WHAT IS ASKED
Reproduce every line of the entries below verbatim, omitting the pictures.

[Rows from a segmentation dataset]
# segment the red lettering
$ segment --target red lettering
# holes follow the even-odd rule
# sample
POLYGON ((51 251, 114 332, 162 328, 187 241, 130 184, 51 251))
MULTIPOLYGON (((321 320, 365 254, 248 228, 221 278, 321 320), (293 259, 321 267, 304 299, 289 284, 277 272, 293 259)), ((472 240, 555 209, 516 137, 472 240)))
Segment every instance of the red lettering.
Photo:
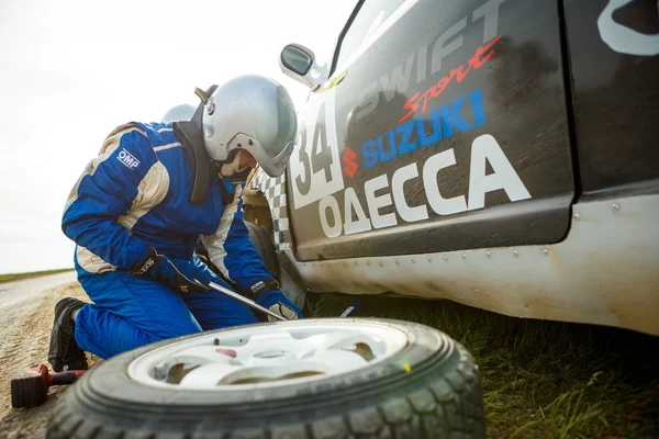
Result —
POLYGON ((403 115, 399 123, 403 122, 405 119, 416 113, 416 110, 418 110, 418 102, 416 101, 418 100, 420 95, 421 93, 416 92, 412 98, 407 99, 407 102, 405 102, 405 104, 403 105, 403 109, 407 110, 407 114, 403 115))
POLYGON ((405 113, 399 120, 399 123, 403 123, 405 120, 410 119, 414 113, 416 113, 416 110, 418 110, 421 99, 423 99, 423 106, 421 109, 421 112, 423 113, 424 111, 426 111, 427 103, 431 100, 444 93, 444 90, 446 90, 446 87, 450 83, 451 79, 456 78, 457 82, 462 82, 462 79, 465 79, 469 75, 472 68, 478 69, 482 67, 485 63, 488 63, 492 55, 494 55, 494 49, 492 47, 494 47, 494 44, 496 44, 499 40, 501 40, 501 35, 498 35, 496 37, 492 38, 492 41, 490 41, 484 46, 478 47, 473 56, 467 60, 467 69, 465 69, 465 65, 458 66, 457 68, 451 69, 448 76, 442 77, 437 81, 437 83, 431 86, 426 91, 424 91, 423 94, 418 92, 414 93, 414 95, 410 98, 407 102, 405 102, 405 104, 403 105, 403 109, 407 110, 407 113, 405 113), (490 49, 491 52, 487 53, 490 49))
POLYGON ((458 82, 462 82, 469 70, 471 70, 471 66, 467 67, 467 70, 465 70, 465 66, 460 66, 457 69, 450 70, 450 76, 451 78, 455 76, 458 82))
POLYGON ((492 46, 494 46, 494 44, 501 40, 501 35, 498 35, 495 38, 493 38, 490 43, 488 43, 484 46, 481 46, 479 48, 476 49, 476 54, 473 54, 473 56, 471 58, 469 58, 469 65, 473 66, 473 68, 480 68, 483 66, 483 64, 488 63, 488 60, 492 57, 492 55, 494 55, 494 50, 490 52, 488 54, 488 56, 485 56, 484 58, 481 58, 481 56, 483 56, 483 54, 485 52, 488 52, 489 49, 492 48, 492 46))

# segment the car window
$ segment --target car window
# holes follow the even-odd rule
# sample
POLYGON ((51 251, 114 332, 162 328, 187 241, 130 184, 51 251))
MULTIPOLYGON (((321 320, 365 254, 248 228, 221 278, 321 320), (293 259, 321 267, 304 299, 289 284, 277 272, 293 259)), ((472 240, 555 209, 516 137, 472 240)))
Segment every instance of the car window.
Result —
POLYGON ((346 60, 404 0, 366 0, 340 42, 335 66, 346 60))

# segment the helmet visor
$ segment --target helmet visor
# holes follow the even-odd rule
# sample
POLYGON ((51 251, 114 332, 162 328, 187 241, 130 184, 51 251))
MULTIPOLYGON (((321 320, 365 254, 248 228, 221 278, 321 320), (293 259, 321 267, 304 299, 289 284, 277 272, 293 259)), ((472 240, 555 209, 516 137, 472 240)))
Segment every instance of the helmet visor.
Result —
POLYGON ((298 116, 293 102, 281 86, 277 88, 277 135, 271 143, 263 145, 268 156, 272 158, 279 156, 287 148, 292 149, 298 134, 298 116))

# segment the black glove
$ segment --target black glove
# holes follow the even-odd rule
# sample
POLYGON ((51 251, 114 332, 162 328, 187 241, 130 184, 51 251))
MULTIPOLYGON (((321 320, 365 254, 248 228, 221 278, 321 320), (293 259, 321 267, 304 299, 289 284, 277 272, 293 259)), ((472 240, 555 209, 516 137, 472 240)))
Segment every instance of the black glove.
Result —
POLYGON ((149 277, 159 280, 179 293, 208 291, 210 282, 216 282, 212 272, 206 268, 198 267, 192 262, 169 259, 165 255, 158 255, 155 248, 149 247, 146 258, 130 271, 133 275, 149 277))

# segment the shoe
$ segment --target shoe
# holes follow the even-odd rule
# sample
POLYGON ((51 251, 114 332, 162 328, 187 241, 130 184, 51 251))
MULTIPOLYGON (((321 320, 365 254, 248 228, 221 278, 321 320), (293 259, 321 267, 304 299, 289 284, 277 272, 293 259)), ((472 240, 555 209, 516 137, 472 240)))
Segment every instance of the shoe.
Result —
POLYGON ((85 305, 85 302, 74 297, 64 297, 55 305, 48 349, 48 362, 55 372, 89 368, 85 351, 76 342, 76 326, 71 319, 71 313, 85 305))

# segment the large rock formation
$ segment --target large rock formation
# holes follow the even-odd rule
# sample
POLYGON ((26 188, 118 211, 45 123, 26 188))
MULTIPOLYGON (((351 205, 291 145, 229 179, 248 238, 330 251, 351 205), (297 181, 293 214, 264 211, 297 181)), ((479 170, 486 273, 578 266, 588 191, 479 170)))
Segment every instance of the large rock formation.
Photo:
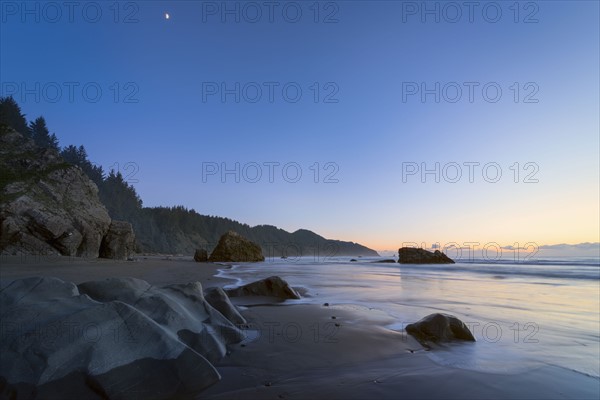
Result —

COMPLETE ANSWER
# segment the red lettering
$ segment --target red lettering
# holes follow the even-odd rule
# sample
POLYGON ((51 251, 114 332, 162 328, 187 241, 130 184, 51 251))
MULTIPOLYGON (((321 320, 365 254, 248 228, 221 278, 321 320), (293 259, 321 267, 304 299, 289 284, 277 272, 293 259)), ((472 240, 555 209, 516 137, 472 240)))
Segment every instance of the red lettering.
Photo:
Result —
POLYGON ((403 115, 399 123, 403 122, 405 119, 416 113, 416 110, 418 110, 418 102, 416 101, 418 100, 420 95, 421 93, 416 92, 412 98, 407 99, 407 102, 405 102, 405 104, 403 105, 403 109, 407 110, 407 114, 403 115))
POLYGON ((405 113, 399 120, 399 123, 403 123, 405 120, 410 119, 414 113, 416 113, 416 110, 418 110, 421 99, 423 99, 423 106, 421 109, 421 112, 423 113, 424 111, 426 111, 427 103, 431 100, 444 93, 444 90, 446 90, 446 87, 450 83, 451 79, 456 78, 457 82, 462 82, 462 79, 465 79, 469 75, 472 68, 478 69, 482 67, 485 63, 488 63, 492 55, 494 55, 494 49, 492 47, 494 47, 494 44, 496 44, 499 40, 501 40, 501 35, 498 35, 496 37, 492 38, 492 41, 490 41, 484 46, 478 47, 473 56, 467 60, 467 69, 465 69, 465 65, 458 66, 457 68, 451 69, 448 76, 442 77, 437 81, 437 83, 431 86, 426 91, 424 91, 423 94, 418 92, 414 93, 414 95, 410 98, 407 102, 405 102, 405 104, 403 105, 403 109, 407 110, 407 113, 405 113), (490 49, 491 52, 487 53, 490 49))
POLYGON ((458 82, 462 82, 469 70, 471 70, 471 66, 467 67, 467 70, 465 70, 465 66, 460 66, 457 69, 450 70, 450 76, 451 78, 455 76, 458 82))
POLYGON ((492 46, 494 46, 494 44, 501 40, 501 35, 498 35, 495 38, 493 38, 490 43, 488 43, 484 46, 481 46, 479 48, 476 49, 476 54, 473 54, 473 56, 471 58, 469 58, 469 65, 473 66, 473 68, 480 68, 483 66, 483 64, 488 63, 488 60, 492 57, 492 55, 494 55, 494 50, 490 52, 488 54, 488 56, 485 56, 484 58, 481 58, 481 56, 483 56, 483 54, 485 52, 488 52, 489 49, 492 48, 492 46))

# segment the car window
$ segment --target car window
# holes follow the even-odd rule
# sample
POLYGON ((51 251, 114 332, 162 328, 187 241, 130 184, 51 251))
MULTIPOLYGON (((321 320, 365 254, 248 228, 221 278, 321 320), (293 259, 321 267, 304 299, 289 284, 277 272, 293 259)), ((472 240, 555 209, 516 137, 472 240)))
Segment every instance of the car window.
Result —
POLYGON ((346 60, 404 0, 366 0, 340 42, 335 66, 346 60))

# segment the helmet visor
$ segment --target helmet visor
# holes follow the even-odd rule
# sample
POLYGON ((51 251, 114 332, 162 328, 187 241, 130 184, 51 251))
MULTIPOLYGON (((321 320, 365 254, 248 228, 221 278, 321 320), (293 259, 321 267, 304 299, 289 284, 277 272, 293 259)), ((472 240, 555 209, 516 137, 472 240)))
Segment every instance of the helmet visor.
Result —
POLYGON ((298 116, 293 102, 281 86, 277 88, 277 135, 271 143, 263 145, 268 156, 272 158, 279 156, 287 148, 292 149, 298 134, 298 116))

# segment the black glove
$ segment --target black glove
# holes follow the even-odd rule
# sample
POLYGON ((51 251, 114 332, 162 328, 187 241, 130 184, 51 251))
MULTIPOLYGON (((321 320, 365 254, 248 228, 221 278, 321 320), (293 259, 321 267, 304 299, 289 284, 277 272, 293 259)), ((472 240, 555 209, 516 137, 472 240)))
Segment every instance of the black glove.
Result —
POLYGON ((149 277, 159 280, 179 293, 208 291, 210 282, 216 282, 212 272, 206 268, 198 267, 192 262, 169 259, 165 255, 158 255, 155 248, 149 247, 146 258, 130 271, 133 275, 149 277))

# segment the shoe
$ segment --target shoe
# holes follow the even-odd rule
# sample
POLYGON ((51 251, 114 332, 162 328, 187 241, 130 184, 51 251))
MULTIPOLYGON (((321 320, 365 254, 248 228, 221 278, 321 320), (293 259, 321 267, 304 299, 289 284, 277 272, 293 259)), ((472 240, 555 209, 516 137, 472 240)))
Segment every instance of the shoe.
Result —
POLYGON ((85 305, 85 302, 74 297, 64 297, 55 305, 48 349, 48 362, 55 372, 89 368, 85 351, 76 342, 76 326, 71 319, 71 313, 85 305))

# segment the large rock formation
$ segment --target large rock formation
# holes follow the even-odd rule
# sample
POLYGON ((26 188, 118 211, 45 123, 26 188))
MULTIPOLYGON (((351 205, 291 145, 229 179, 248 238, 330 251, 351 205), (297 181, 293 214, 264 211, 297 181)), ((479 170, 486 273, 578 266, 588 191, 479 170)))
Segment every instance of the large rock formation.
Photo:
Result —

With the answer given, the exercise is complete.